## Selected extract
100 Emergency landing
96 Experiencing turbulence
92 Touchdown
88 Final approach
84 Changes in engine noise
80 Takeoff
76 Decelerating
72 Beginning descent
68 Changes in plane speed
64 Climbing/gaining altitude
60 Getting off the plane
56 Doors open
52 The plane’s maneuvering
48 The plane taxis on the runway
44 Seeing/hearing the doors close
40 The safety drill
36 Boarding the plane
32 Going through security
28 Going to the gate
24 Checking in
20 Arriving at the airport
16 Traveling to the airport
12 Booking a flight online
8 Packing
4 Thinking about/deciding to travel by plane

ANXIETY ATTACK

As a general rule, systematic desensitization practice sessions should last no more than 30 minutes and should tackle no more than three items on your list.

The Three R’s: Reintroduce, Refocus, and Repeat

Self-administered systematic desensitization consists of seven steps. These steps should be repeated—in order—for each item of your anxiety hierarchy:

  1. Use your favorite relaxation technique to create a state of calm.
  2. Read the appropriate item from your hierarchy. (In the first session, this is the bottom item in the hierarchy. In all other sessions, this is the last item from the preceding session.)
  3. Imagine yourself in the situation for a tolerable time. (Start out slowly and work your way up until you can tolerate at least 30 seconds of exposure. This might take more than one practice session.)
  4. Stop imagining the situation and determine the level of anxiety that you are experiencing (on a 0–100 scale). Reestablish your relaxation again and relax for about 30 seconds.
  5. Reread the description of the situation. Imagine yourself in the scene for a tolerable time.
  6. Stop and again determine your level of anxiety. If you are still experiencing anxiety, return to step 2. If you feel no anxiety, go on to step 7.
  7. Move on to the next item of your hierarchy. Repeat the above procedure for this next item, beginning with step 1.

Experiment with your hierarchy, fine-tuning the level of anxiety each item generates to make it challenging enough but not overwhelming. If your first few items don’t cause any anxiety at all, perhaps you’re not imagining the situation vividly enough or for a long-enough time period, or perhaps the situation would not be particularly anxiety provoking in real life. If an item is still terrifying after several cycles, maybe this item should come later in the hierarchy and be assigned a higher anxiety rating.

[Pointing data for referring expressions]
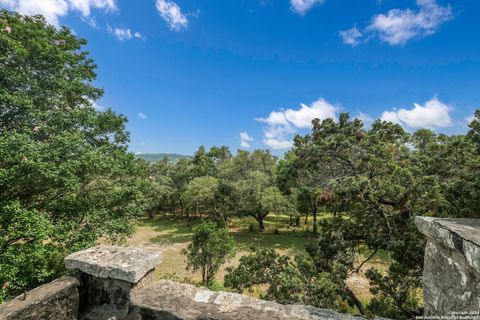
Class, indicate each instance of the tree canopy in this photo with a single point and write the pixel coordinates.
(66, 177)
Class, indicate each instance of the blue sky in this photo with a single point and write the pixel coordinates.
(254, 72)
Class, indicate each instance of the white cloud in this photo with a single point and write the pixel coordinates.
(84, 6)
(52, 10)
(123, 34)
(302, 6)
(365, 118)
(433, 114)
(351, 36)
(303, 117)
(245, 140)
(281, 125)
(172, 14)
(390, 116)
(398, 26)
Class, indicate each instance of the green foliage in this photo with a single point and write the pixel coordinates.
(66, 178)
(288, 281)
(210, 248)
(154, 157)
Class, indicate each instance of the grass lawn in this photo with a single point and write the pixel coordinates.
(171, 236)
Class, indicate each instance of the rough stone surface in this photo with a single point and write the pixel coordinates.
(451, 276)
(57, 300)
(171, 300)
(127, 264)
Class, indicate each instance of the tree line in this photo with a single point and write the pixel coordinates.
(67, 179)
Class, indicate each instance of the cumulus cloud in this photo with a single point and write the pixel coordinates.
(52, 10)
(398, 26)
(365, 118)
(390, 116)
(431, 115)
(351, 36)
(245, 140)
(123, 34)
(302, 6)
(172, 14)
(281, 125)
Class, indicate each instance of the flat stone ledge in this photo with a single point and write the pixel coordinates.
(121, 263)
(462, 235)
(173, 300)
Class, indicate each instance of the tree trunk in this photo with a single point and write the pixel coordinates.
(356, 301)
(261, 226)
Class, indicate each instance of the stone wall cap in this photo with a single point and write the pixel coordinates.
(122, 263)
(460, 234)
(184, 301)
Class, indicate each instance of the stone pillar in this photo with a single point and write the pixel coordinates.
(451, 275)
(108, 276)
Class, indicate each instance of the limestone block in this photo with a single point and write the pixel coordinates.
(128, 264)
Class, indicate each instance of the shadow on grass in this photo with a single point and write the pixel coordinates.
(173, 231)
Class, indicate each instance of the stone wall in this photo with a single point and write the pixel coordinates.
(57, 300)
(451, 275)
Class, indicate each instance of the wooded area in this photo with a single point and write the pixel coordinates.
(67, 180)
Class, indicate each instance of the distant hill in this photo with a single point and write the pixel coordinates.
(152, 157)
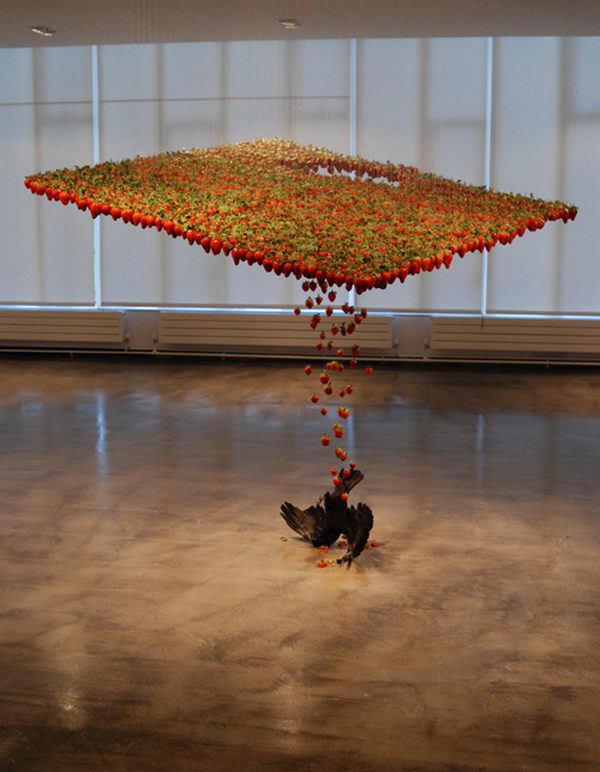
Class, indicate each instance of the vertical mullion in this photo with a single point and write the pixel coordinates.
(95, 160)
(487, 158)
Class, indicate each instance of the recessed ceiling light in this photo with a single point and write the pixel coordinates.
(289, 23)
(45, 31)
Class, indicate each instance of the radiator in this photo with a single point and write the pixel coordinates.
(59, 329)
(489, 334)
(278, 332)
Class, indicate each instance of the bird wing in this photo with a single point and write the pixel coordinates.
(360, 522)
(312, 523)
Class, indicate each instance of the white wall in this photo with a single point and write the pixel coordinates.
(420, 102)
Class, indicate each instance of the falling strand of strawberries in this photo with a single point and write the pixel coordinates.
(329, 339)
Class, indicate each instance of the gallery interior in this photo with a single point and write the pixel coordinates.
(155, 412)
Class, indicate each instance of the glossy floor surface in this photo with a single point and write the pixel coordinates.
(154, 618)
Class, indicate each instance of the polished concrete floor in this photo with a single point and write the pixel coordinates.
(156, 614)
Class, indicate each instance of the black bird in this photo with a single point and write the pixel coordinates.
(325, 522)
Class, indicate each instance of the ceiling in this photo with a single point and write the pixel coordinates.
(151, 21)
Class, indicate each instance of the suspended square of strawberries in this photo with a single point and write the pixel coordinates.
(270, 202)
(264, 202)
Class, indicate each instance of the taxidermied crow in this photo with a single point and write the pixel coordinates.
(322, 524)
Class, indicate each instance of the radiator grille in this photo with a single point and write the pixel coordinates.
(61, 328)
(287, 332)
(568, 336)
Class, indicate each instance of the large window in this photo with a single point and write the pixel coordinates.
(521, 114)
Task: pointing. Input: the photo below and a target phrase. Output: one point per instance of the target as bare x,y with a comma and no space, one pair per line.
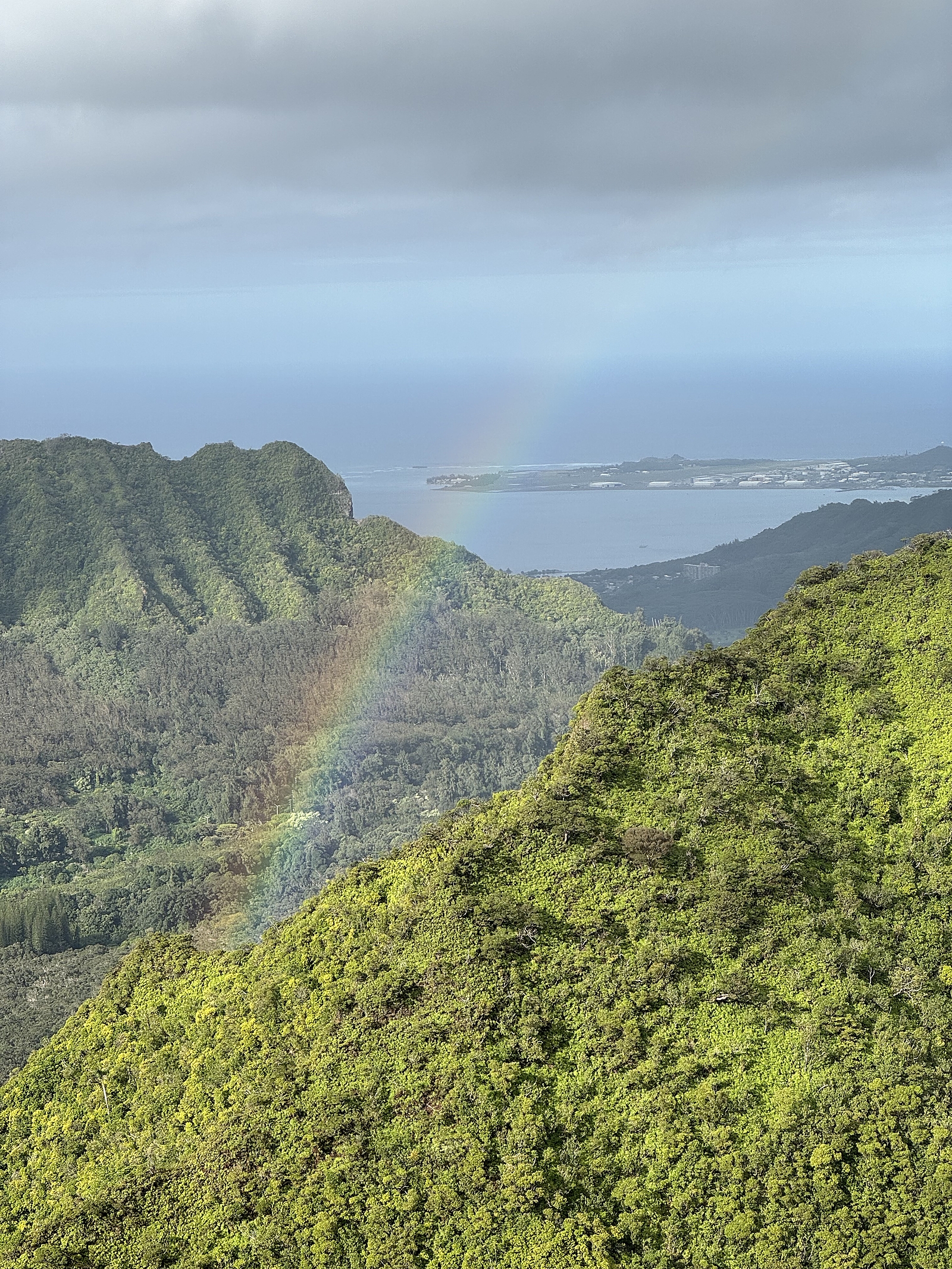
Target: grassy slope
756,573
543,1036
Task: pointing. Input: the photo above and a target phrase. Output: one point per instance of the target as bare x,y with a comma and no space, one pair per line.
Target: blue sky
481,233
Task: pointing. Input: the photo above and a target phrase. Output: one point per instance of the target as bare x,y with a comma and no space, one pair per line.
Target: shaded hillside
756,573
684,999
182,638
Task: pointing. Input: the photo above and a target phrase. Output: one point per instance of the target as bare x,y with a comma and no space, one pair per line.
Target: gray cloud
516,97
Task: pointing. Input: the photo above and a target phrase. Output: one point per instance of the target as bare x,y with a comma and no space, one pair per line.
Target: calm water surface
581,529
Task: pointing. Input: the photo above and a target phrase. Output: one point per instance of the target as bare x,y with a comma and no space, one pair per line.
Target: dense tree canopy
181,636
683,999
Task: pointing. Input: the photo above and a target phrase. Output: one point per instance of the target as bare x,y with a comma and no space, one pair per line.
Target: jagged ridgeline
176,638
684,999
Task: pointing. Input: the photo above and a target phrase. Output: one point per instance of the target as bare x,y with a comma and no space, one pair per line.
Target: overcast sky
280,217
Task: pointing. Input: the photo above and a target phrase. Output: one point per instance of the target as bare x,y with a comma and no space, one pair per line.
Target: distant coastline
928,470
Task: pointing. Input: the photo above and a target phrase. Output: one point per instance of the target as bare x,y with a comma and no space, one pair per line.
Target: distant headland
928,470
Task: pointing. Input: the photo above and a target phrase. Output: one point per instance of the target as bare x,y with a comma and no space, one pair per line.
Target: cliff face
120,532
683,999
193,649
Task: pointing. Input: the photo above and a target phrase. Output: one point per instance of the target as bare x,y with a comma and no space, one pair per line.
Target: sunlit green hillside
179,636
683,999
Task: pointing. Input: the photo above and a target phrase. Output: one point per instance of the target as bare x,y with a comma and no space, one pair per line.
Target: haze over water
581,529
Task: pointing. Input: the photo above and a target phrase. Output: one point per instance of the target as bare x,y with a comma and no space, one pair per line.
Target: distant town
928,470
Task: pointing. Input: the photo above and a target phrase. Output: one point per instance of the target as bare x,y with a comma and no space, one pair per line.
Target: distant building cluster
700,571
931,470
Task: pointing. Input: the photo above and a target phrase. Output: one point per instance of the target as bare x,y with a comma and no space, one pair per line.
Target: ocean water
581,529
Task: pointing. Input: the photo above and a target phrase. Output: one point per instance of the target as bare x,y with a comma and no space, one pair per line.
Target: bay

## Task goal
From the systematic desensitization text, write out the passage that begins with the words containing "4. Stop imagining" and ends with "on to step 7.".

## Worked solution
4. Stop imagining the situation and determine the level of anxiety that you are experiencing (on a 0–100 scale). Reestablish your relaxation again and relax for about 30 seconds.
  5. Reread the description of the situation. Imagine yourself in the scene for a tolerable time.
  6. Stop and again determine your level of anxiety. If you are still experiencing anxiety, return to step 2. If you feel no anxiety, go on to step 7.